Stated exercise: Collect each line of the records below that contains the string "tree". Matching is case-sensitive.

Listed entries:
○ ○ ○

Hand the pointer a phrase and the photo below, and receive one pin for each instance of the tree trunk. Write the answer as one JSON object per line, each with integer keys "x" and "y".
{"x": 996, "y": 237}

○ ○ ○

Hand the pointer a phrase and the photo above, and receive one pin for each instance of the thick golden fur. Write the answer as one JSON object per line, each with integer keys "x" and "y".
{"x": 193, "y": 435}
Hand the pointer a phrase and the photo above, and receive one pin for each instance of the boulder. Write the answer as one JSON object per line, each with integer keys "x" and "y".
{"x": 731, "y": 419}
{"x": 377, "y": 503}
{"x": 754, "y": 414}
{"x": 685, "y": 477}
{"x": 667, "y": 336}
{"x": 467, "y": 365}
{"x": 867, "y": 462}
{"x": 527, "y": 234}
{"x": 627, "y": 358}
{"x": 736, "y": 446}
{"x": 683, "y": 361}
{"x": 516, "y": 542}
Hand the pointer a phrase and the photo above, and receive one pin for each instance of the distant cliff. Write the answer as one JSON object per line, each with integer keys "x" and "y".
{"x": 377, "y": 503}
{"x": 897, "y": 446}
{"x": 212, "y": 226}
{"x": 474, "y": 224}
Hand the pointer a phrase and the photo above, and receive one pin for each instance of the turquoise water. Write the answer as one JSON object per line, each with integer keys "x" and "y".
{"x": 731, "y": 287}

○ ○ ○

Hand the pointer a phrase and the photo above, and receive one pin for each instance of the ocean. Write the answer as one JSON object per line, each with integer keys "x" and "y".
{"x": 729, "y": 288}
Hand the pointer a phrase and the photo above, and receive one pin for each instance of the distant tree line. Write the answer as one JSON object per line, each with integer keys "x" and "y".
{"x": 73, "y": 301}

○ ○ ○

Solution to this problem:
Hand the pointer a phrase and the photo below, and receive one pin for each instance of the tree trunk. Write the answer as one JSON object per line, each with integer keys "x" and "y".
Hand the pointer a phrase and the photo above, and receive one pin for each instance of the distant tree line. Write the answer as one JSON object per line, each with integer keys "x" and "y".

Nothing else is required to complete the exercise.